# INSTRUCTION
Your task is to extract every line from the material below exactly.

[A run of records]
********************

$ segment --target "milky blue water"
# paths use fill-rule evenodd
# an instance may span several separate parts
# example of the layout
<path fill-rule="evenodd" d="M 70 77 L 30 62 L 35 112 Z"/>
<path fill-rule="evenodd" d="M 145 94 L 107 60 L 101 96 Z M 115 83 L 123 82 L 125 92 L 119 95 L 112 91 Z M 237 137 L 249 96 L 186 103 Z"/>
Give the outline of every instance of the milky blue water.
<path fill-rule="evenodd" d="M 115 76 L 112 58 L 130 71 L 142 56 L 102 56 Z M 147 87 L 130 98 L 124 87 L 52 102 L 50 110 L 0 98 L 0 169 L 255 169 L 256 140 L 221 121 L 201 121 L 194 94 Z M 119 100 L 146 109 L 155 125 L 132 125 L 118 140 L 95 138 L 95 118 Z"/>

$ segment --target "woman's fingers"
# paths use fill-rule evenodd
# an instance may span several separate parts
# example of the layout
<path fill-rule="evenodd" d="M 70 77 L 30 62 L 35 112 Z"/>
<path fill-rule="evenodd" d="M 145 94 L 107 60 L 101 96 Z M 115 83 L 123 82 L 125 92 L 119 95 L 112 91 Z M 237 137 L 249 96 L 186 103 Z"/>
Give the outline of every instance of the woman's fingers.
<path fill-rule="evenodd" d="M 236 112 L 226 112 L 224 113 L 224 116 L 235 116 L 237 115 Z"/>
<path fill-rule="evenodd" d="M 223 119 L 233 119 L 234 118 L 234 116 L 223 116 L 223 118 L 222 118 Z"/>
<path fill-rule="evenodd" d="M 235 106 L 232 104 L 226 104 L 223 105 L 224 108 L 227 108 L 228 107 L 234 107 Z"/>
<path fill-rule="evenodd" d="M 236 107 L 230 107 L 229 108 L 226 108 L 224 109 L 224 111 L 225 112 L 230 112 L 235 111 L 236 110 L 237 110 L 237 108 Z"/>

********************

# THE COMPLETED TASK
$ segment --target "milky blue water"
# paths use fill-rule evenodd
# an instance may span several separate parts
# example of the layout
<path fill-rule="evenodd" d="M 70 77 L 30 62 L 35 112 Z"/>
<path fill-rule="evenodd" d="M 145 94 L 107 60 L 101 96 Z M 115 83 L 123 82 L 125 92 L 119 95 L 112 91 Z M 237 137 L 249 96 L 186 103 Z"/>
Give the outline of every instance of the milky blue water.
<path fill-rule="evenodd" d="M 115 76 L 112 58 L 130 71 L 142 56 L 102 56 Z M 147 87 L 130 98 L 124 87 L 52 102 L 50 110 L 0 98 L 0 169 L 255 169 L 256 140 L 221 121 L 201 121 L 194 94 Z M 119 100 L 146 109 L 155 125 L 132 125 L 118 140 L 95 138 L 95 118 Z"/>

$ segment --target "woman's fingers"
# paths use fill-rule evenodd
# an instance may span several separate parts
# example of the layout
<path fill-rule="evenodd" d="M 70 77 L 30 62 L 35 112 Z"/>
<path fill-rule="evenodd" d="M 145 94 L 107 60 L 101 96 Z M 115 83 L 123 82 L 125 92 L 119 95 L 112 91 Z M 237 137 L 249 96 L 186 103 Z"/>
Give the outline of every instance of the woman's fingers.
<path fill-rule="evenodd" d="M 236 112 L 226 112 L 224 113 L 224 116 L 235 116 L 237 115 Z"/>
<path fill-rule="evenodd" d="M 223 119 L 233 119 L 234 118 L 234 116 L 223 116 L 223 118 L 222 118 Z"/>
<path fill-rule="evenodd" d="M 235 106 L 232 104 L 226 104 L 223 105 L 224 108 L 227 108 L 228 107 L 234 107 Z"/>
<path fill-rule="evenodd" d="M 236 107 L 230 107 L 229 108 L 226 108 L 224 109 L 224 111 L 225 112 L 230 112 L 235 111 L 236 110 L 237 110 L 237 108 Z"/>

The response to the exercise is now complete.